-- begin --

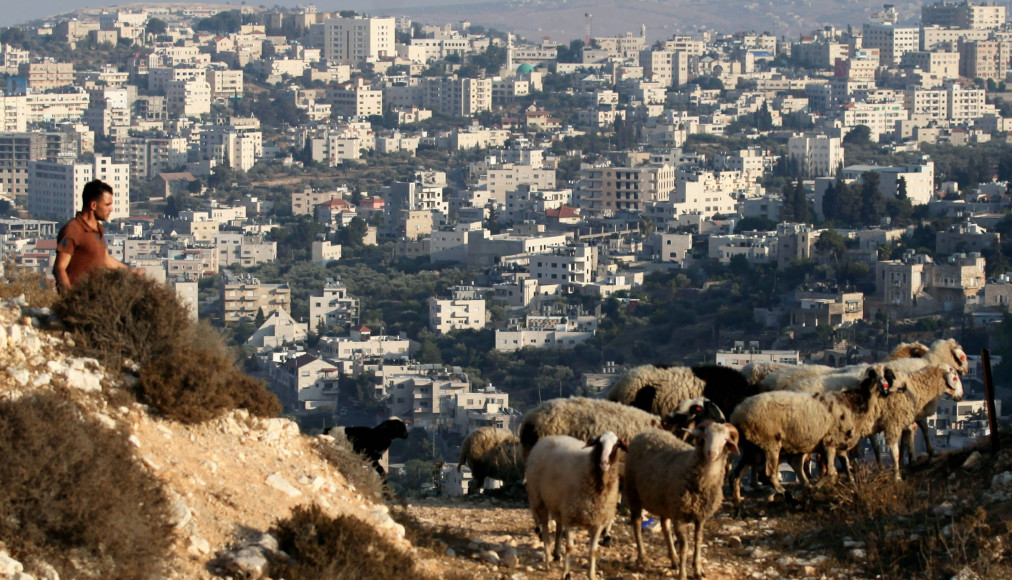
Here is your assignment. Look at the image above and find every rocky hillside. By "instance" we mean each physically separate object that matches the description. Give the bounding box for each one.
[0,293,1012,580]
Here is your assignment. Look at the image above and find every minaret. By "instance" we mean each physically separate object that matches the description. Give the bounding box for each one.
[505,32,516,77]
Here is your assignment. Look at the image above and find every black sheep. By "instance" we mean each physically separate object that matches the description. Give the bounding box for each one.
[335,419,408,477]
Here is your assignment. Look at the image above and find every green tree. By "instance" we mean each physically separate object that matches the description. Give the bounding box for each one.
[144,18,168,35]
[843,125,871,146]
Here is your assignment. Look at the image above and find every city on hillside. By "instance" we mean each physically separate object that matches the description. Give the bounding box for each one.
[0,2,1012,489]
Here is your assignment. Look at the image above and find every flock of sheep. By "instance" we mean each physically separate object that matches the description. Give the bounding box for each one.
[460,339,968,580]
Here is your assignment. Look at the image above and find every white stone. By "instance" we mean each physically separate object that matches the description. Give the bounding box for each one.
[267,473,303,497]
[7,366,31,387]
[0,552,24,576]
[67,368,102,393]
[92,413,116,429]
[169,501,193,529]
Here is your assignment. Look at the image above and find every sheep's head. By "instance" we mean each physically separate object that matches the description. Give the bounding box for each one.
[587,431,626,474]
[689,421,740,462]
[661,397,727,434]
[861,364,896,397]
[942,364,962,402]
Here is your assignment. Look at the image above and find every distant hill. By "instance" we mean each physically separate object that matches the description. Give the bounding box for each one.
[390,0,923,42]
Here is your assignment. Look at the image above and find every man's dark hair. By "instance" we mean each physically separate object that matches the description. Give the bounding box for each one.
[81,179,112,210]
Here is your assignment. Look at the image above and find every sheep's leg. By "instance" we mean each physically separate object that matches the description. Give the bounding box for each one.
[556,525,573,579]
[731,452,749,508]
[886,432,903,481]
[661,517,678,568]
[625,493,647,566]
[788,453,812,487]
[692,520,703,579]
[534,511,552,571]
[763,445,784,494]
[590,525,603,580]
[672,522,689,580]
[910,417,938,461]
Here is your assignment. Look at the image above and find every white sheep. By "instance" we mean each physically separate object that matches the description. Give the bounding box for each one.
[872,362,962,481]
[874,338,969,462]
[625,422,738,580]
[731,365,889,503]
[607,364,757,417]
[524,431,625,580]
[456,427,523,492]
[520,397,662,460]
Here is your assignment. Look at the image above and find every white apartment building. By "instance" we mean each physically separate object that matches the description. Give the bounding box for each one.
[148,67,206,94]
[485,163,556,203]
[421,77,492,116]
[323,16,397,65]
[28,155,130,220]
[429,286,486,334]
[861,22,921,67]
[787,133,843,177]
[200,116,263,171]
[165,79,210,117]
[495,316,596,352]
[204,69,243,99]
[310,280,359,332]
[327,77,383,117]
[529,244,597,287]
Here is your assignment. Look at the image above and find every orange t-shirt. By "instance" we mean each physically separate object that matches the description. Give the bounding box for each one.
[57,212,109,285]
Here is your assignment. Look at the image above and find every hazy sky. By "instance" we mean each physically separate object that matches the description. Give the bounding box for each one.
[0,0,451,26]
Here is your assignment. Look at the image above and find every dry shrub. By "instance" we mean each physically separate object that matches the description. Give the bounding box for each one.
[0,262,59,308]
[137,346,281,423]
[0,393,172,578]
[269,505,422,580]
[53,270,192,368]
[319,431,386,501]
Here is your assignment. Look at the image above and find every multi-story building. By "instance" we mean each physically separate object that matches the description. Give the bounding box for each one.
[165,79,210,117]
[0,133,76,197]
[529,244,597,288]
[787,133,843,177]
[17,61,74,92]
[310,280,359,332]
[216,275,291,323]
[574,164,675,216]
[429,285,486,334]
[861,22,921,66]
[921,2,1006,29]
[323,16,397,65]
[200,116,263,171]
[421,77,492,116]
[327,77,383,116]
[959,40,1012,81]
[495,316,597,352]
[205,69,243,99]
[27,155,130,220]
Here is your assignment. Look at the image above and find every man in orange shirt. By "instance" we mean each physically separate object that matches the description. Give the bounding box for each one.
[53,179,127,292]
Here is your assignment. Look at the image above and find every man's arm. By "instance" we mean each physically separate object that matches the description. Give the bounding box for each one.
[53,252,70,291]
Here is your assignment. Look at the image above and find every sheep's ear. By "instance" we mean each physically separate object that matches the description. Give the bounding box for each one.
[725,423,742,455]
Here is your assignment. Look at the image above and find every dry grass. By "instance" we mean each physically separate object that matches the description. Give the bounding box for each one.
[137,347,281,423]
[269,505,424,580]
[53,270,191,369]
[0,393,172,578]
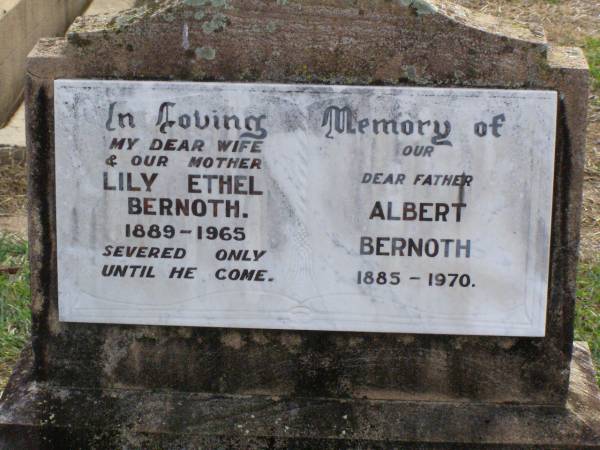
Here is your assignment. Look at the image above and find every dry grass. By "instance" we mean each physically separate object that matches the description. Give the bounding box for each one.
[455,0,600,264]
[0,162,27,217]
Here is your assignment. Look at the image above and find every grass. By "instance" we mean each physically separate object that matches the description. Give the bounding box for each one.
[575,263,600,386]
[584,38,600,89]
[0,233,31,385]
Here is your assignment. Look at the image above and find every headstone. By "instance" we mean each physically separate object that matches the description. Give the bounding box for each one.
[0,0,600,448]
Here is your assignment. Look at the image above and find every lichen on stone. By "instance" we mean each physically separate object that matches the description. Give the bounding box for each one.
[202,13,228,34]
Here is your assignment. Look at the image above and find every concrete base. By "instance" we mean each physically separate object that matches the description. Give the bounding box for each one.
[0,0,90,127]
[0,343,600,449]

-- end --

*Your task:* Collect every line of the data that contains the word "hillside" and copy each one.

*Output below:*
Here is your assignment. Look at the image above and find every rocky hillside. By "instance" we mean each physically separate object that matches the description. Give the bounding box for each one.
Here is your assignment. Look at the image above and find every city on hillside. By "instance" we mean each physically separate object that matches the description. Give the bounding box for each one.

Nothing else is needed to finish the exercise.